## What is expected
Reproduce verbatim the stretch of the listing from its start through the line containing "[[207, 181]]", both ends included, and omit the pictures from your answer.

Image point annotation listing:
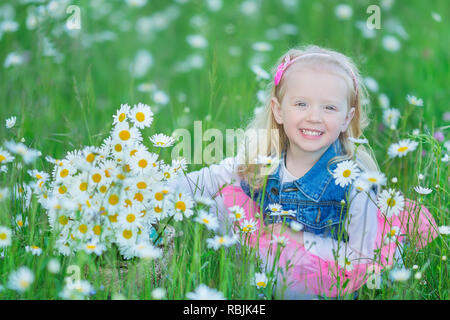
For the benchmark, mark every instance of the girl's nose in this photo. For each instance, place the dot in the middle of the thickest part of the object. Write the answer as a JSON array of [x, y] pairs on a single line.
[[314, 114]]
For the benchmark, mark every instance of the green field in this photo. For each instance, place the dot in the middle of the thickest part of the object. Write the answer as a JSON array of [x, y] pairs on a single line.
[[64, 86]]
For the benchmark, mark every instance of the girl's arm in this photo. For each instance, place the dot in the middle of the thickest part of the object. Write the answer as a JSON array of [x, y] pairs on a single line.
[[207, 181]]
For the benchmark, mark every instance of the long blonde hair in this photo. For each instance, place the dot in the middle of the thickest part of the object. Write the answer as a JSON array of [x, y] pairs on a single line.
[[274, 136]]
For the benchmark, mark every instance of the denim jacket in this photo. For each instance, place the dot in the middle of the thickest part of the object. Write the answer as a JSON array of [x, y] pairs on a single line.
[[315, 199]]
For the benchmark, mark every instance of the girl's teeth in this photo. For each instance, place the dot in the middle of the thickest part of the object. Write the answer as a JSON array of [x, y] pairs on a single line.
[[311, 133]]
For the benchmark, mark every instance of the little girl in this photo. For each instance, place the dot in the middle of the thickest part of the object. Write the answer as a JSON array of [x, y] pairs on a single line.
[[314, 114]]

## Result below
For the benchmark, mark every instance of the girl's nose in this photo. For each instance, place the dot in the middle of the thickest part of the object. Write the answer as a JSON array of [x, y] pairs on a single line.
[[314, 114]]
For the benchmark, mark every instance of the green field in this photo. For each instance, place the dot in the middle of the thickest part of the object. Write the answer as a JSON array of [x, y] pairs on a single line.
[[64, 86]]
For the benchmark, mark every instance of the girl's arm in this photo. For each instance, place the dot in the middle of the thickest part of the object. Write the answer as a JSON array of [x, y] pairs on a single line.
[[207, 181]]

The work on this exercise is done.